_What you will do_: Copy every line of the material below word for word, leaving out the pictures.

_Stored data_:

--------------------

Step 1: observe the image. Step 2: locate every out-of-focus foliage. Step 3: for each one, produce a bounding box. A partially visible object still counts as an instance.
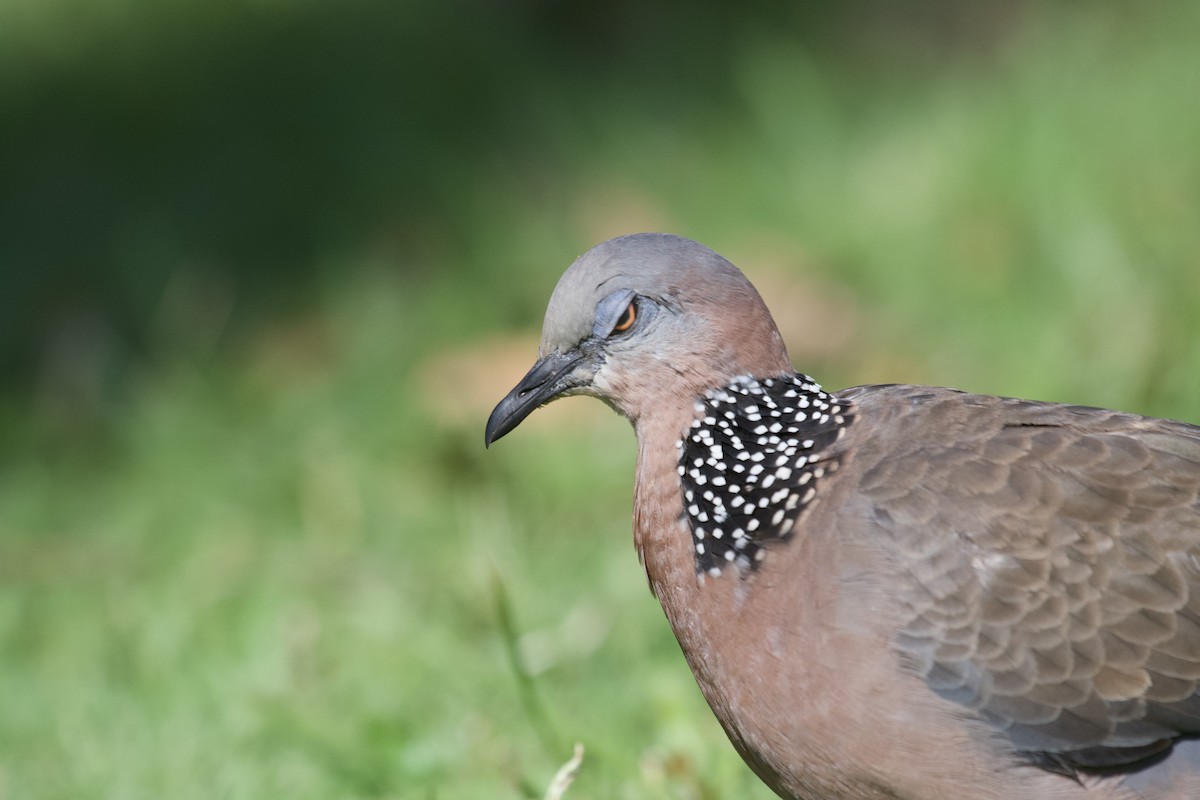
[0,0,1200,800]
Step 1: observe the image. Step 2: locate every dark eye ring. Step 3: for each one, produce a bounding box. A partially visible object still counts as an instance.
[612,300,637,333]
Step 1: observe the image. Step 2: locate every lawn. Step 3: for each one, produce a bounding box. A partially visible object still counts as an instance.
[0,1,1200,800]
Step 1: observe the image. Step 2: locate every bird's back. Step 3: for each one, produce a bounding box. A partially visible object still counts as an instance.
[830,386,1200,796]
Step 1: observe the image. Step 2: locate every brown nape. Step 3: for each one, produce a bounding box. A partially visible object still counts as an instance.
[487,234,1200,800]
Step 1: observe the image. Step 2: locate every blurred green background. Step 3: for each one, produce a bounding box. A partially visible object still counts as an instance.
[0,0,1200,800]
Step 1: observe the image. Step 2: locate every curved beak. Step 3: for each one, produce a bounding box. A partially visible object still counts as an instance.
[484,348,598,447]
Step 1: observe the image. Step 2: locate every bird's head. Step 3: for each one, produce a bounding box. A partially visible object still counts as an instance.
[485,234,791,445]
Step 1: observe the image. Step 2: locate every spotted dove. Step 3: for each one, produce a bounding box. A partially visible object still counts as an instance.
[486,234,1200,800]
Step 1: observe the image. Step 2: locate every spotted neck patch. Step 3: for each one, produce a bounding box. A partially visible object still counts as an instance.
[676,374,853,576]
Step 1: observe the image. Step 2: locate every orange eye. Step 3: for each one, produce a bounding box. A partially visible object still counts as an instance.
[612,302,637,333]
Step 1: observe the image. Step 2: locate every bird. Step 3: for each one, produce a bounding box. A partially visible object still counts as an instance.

--------------------

_Correct output_:
Step 1: observe the image. Step 2: locate every out-of-focus foliage. Step 3: for each one, produce a bounding box. A partially visible object still counts as an instance.
[0,0,1200,800]
Step 1: observe the image. Step 2: locate every dark eye ring. Step 3: for each one, produce a bounding box. A partially visible object still counts as an instance.
[612,300,637,333]
Step 1: observe the image. Step 2: locate every lawn. Step 3: for each one, produce a bounding box. A partially visible object still counts as an instance.
[0,1,1200,800]
Step 1: observe the image. Step 2: locate every bird's back. Step 3: for each one, produce a bounding box. A partially visible object still counts as an instance.
[830,386,1200,796]
Step 1: observe the image. Step 2: locate every brown nape. Step 3: for each one, produce a bounding box. A partially visible object still counts as an instance.
[487,234,1200,800]
Step 1: observe the image. Step 2: locate every blurred green background. Step 3: for each one, produce a bounding box. A partially visible object still counts as an instance.
[0,0,1200,800]
Step 1: observe the image. Step 2: locate every curved beak. Step 3: for each one, produce a bounding box. A partially visible object still counts as an instance.
[484,348,598,447]
Step 1: observe the image. Step 2: locate every bird's head. Step 3: for each one, produce a bounding box. A partially visible object still counts as an instance.
[485,234,791,445]
Step 1: observe the image. Step 2: locate every spotted dove. Step 3: for each one, produce a bounding box. A partially visible object still counts as an instance.
[486,234,1200,800]
Step 1: observe the image. Step 2: locate every spotted neck patch. Step 3: for each one, produce a bounding box. A partially visible object still counts as an instance.
[676,374,853,576]
Step 1: observe the image. Step 2: locate every orange eye. Step 3: for each one, produce a bounding box. A partially visible object still counts as an instance.
[612,302,637,333]
Step 1: observe the image. Step 2: locate every bird. Step 3: for each one, produce a bounding box. A partially visible object still counts as an instance.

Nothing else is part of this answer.